— START OF Material for this task —

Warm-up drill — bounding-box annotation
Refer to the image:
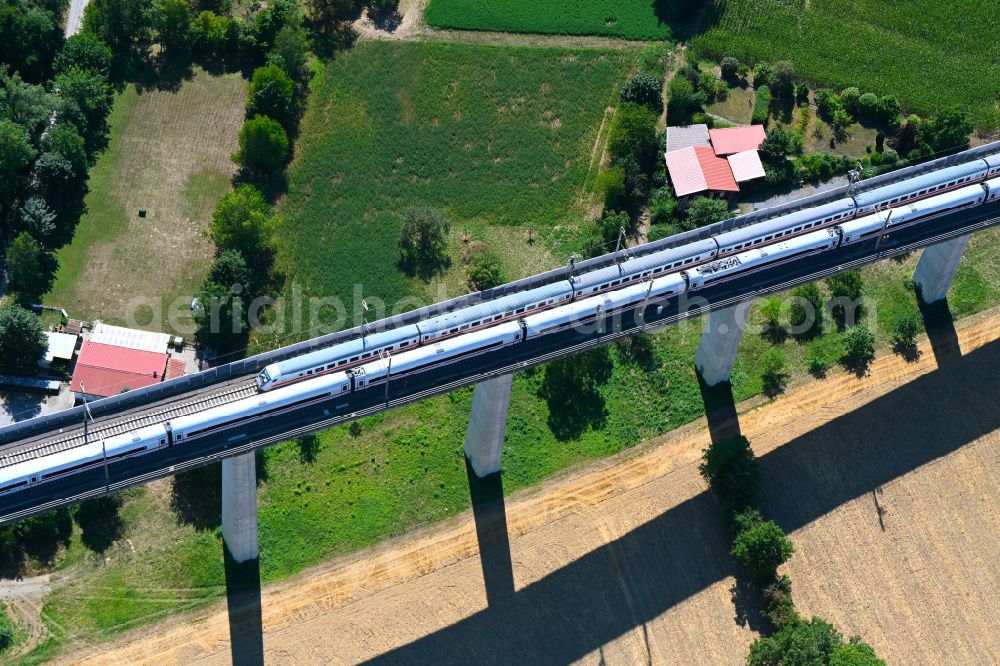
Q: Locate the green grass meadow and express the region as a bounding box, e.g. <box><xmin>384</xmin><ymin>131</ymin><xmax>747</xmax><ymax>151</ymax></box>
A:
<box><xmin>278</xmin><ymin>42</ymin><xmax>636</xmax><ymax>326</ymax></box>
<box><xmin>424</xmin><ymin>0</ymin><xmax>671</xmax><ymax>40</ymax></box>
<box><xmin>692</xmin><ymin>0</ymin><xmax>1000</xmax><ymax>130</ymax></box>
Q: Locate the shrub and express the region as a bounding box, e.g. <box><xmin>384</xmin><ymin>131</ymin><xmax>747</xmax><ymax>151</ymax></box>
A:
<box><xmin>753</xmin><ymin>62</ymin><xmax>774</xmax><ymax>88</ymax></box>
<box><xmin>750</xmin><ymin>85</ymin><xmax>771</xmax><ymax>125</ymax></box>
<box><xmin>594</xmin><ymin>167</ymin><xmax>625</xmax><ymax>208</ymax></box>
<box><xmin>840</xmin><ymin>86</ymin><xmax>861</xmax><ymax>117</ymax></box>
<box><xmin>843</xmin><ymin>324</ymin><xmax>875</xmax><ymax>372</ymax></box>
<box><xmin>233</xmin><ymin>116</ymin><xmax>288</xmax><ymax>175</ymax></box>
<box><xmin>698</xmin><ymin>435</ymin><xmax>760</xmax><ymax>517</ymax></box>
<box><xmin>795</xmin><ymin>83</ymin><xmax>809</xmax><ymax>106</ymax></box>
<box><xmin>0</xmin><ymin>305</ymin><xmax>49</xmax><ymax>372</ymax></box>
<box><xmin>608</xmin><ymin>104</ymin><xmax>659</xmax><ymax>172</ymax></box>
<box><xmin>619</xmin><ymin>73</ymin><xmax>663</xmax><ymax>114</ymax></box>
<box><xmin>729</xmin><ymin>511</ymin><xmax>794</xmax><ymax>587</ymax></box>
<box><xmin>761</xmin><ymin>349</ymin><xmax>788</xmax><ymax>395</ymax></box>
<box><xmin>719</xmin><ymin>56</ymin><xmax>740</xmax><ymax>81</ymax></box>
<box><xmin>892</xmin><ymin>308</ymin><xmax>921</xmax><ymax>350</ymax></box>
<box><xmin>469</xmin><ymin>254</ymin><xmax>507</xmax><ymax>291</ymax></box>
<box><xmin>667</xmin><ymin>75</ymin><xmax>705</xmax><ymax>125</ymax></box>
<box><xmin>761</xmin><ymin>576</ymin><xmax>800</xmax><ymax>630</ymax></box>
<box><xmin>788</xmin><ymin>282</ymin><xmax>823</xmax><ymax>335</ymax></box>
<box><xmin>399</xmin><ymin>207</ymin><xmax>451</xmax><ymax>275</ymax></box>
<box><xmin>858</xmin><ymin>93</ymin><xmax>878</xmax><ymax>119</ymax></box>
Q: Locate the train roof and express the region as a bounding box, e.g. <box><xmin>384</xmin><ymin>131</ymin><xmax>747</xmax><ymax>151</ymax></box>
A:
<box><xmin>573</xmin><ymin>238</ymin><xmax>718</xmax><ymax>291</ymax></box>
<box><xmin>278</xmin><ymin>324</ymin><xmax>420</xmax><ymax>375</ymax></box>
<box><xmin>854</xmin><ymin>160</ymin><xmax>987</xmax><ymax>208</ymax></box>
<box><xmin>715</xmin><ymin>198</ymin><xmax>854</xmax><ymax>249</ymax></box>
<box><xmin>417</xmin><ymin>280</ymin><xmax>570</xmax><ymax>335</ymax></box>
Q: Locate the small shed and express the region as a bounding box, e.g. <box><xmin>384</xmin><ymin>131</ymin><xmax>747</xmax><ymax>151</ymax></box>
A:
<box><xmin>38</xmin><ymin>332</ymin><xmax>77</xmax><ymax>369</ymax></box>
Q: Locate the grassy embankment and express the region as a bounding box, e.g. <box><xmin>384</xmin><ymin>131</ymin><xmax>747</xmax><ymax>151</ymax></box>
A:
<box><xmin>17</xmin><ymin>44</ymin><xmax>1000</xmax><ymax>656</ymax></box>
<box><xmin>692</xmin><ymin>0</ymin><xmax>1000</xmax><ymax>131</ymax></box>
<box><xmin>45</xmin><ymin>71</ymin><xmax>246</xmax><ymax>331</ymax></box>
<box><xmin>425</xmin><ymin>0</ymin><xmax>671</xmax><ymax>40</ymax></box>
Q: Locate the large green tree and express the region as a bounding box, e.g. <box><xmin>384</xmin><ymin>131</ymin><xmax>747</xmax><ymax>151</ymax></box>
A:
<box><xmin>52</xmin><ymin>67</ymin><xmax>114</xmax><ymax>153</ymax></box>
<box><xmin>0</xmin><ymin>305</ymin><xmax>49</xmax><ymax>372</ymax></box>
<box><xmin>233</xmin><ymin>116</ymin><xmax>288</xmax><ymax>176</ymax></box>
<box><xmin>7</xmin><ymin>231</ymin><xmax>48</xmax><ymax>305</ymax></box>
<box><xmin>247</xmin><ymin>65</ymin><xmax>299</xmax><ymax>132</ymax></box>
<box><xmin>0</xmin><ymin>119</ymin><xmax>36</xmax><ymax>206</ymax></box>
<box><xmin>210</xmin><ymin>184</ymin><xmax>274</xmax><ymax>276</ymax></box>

— END OF Material for this task —

__Task to carry out__: Which lines in the entries above contain the string "bounding"? Pull out each of them in full, and count a match only when the letter case is the same.

__Result of this exercise__:
Warm-up drill — bounding-box annotation
Q: Locate the green grass meadow and express the region as a bounding box, e.g. <box><xmin>384</xmin><ymin>131</ymin><xmax>747</xmax><ymax>151</ymax></box>
Q: Locate the shrub and express the region as a bounding box, e.g. <box><xmin>384</xmin><ymin>131</ymin><xmax>747</xmax><ymax>151</ymax></box>
Q: Locate the train roof and express the region as a bounding box, e.g. <box><xmin>384</xmin><ymin>131</ymin><xmax>747</xmax><ymax>151</ymax></box>
Q: Locate the small shed and express the region as a bounding box, e.g. <box><xmin>384</xmin><ymin>131</ymin><xmax>747</xmax><ymax>151</ymax></box>
Q: Locate the grassy embankment and express the region as a bounding box, e.g. <box><xmin>384</xmin><ymin>131</ymin><xmax>747</xmax><ymax>151</ymax></box>
Q: Locate the large green tree and express the region as a bounding box, e.g. <box><xmin>384</xmin><ymin>131</ymin><xmax>747</xmax><ymax>151</ymax></box>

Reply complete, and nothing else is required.